Written problem: Pick out each line in the items below that contains the word "dried", and copy every such line.
________
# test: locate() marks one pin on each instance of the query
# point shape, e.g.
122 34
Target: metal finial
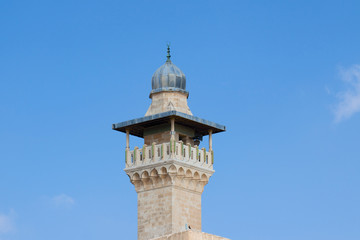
168 56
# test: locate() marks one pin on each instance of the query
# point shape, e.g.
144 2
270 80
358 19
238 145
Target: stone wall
168 101
190 235
167 210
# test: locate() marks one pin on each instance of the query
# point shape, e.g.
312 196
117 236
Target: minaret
170 170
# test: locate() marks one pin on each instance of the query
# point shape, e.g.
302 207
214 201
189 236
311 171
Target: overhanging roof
137 126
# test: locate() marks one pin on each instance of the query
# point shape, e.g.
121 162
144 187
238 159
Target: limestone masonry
170 170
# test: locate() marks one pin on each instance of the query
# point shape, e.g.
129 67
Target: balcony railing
171 150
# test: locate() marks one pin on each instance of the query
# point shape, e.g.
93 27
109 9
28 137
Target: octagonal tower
170 170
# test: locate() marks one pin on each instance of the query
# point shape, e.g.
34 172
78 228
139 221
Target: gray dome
168 77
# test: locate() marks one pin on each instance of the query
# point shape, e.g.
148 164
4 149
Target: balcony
172 150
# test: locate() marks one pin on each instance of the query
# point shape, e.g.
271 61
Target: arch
204 178
154 173
181 171
188 173
172 169
135 177
144 174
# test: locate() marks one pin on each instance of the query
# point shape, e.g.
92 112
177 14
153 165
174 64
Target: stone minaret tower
170 170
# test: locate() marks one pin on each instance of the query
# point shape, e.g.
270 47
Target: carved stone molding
169 174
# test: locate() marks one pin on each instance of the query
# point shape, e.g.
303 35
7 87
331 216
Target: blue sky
283 76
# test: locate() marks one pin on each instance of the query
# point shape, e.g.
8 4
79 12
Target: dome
168 77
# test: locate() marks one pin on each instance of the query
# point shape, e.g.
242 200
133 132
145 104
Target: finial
168 56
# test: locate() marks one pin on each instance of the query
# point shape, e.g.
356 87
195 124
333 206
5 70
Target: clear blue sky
283 76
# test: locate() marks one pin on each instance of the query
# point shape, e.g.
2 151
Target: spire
168 56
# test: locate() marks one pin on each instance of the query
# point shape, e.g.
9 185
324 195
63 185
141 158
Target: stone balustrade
172 150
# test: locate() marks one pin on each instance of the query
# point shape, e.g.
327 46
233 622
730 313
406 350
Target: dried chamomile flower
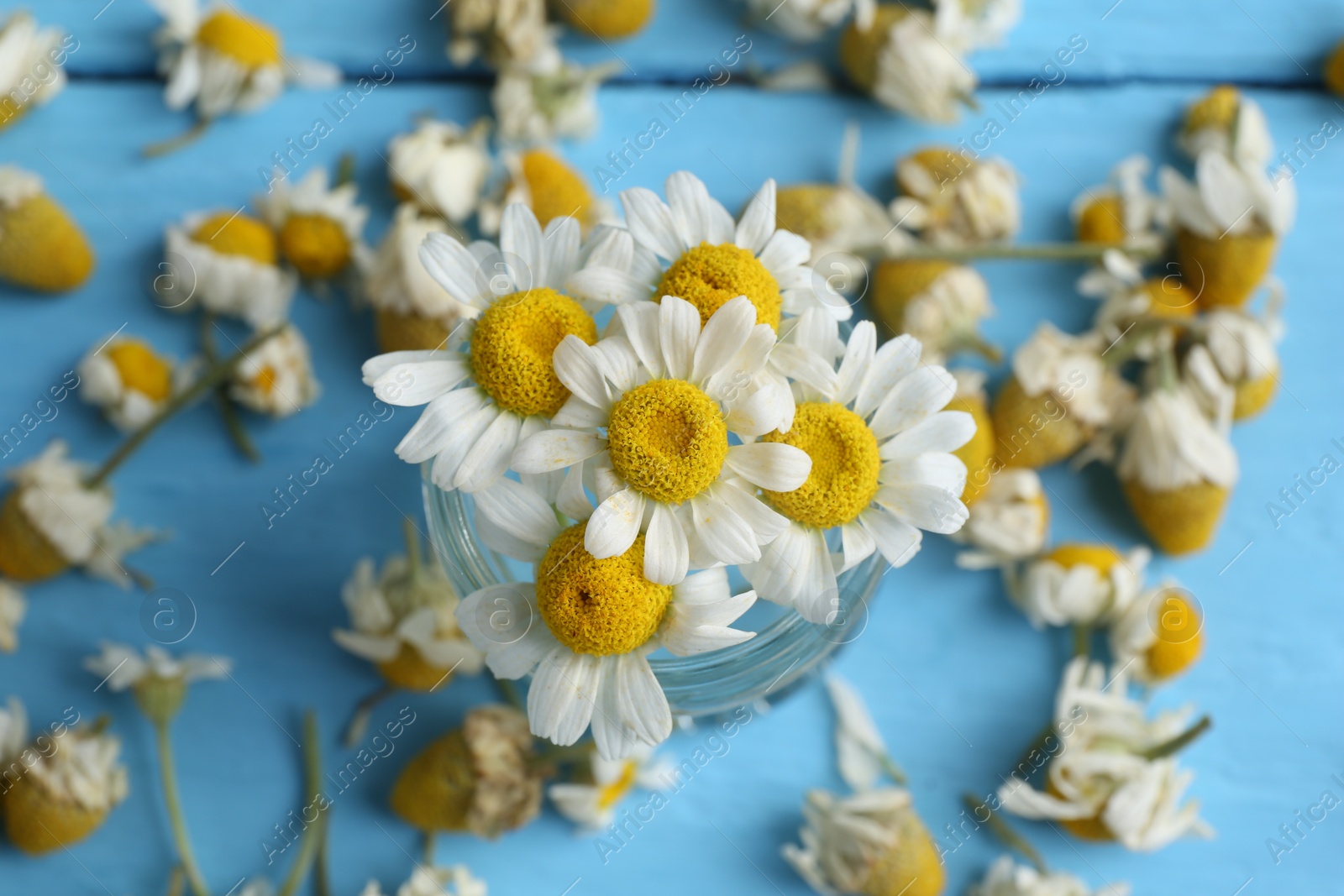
905 62
40 246
481 778
951 197
441 167
1229 123
320 228
156 680
1176 469
1010 879
65 794
13 609
871 844
276 378
33 71
1116 781
1008 521
1159 636
1079 584
226 62
606 19
591 804
938 302
228 264
128 379
412 312
403 621
53 520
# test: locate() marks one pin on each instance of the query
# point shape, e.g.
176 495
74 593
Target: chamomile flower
483 403
128 379
403 620
31 71
320 228
226 62
870 842
277 378
952 199
51 520
1079 584
40 244
481 778
593 805
65 794
1115 782
228 264
710 258
882 469
591 625
900 58
652 412
441 167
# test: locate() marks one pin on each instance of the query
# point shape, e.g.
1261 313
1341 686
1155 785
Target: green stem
208 380
172 801
1180 741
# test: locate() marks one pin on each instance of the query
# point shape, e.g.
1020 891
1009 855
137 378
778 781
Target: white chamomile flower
226 62
13 609
882 469
31 69
1005 878
1008 521
711 258
443 167
1115 781
481 403
651 411
1079 584
589 625
403 620
593 805
320 228
228 264
277 376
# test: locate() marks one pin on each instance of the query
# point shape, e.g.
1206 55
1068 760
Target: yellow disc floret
242 38
140 369
844 465
669 439
230 234
593 606
315 244
514 343
711 275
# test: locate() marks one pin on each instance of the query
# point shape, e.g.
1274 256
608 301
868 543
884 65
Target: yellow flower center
557 190
514 343
711 275
140 369
597 606
230 234
669 439
844 465
241 38
315 244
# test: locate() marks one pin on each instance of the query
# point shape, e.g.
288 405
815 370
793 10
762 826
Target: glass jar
785 653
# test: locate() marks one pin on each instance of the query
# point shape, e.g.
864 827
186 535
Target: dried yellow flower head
601 607
844 465
480 778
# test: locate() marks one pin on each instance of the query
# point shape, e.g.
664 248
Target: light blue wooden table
974 680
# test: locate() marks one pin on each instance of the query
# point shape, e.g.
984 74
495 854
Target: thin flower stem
210 379
1180 741
172 801
1005 833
________
Output of the task:
Target: dried chamomile flower
Target: dried yellow flower head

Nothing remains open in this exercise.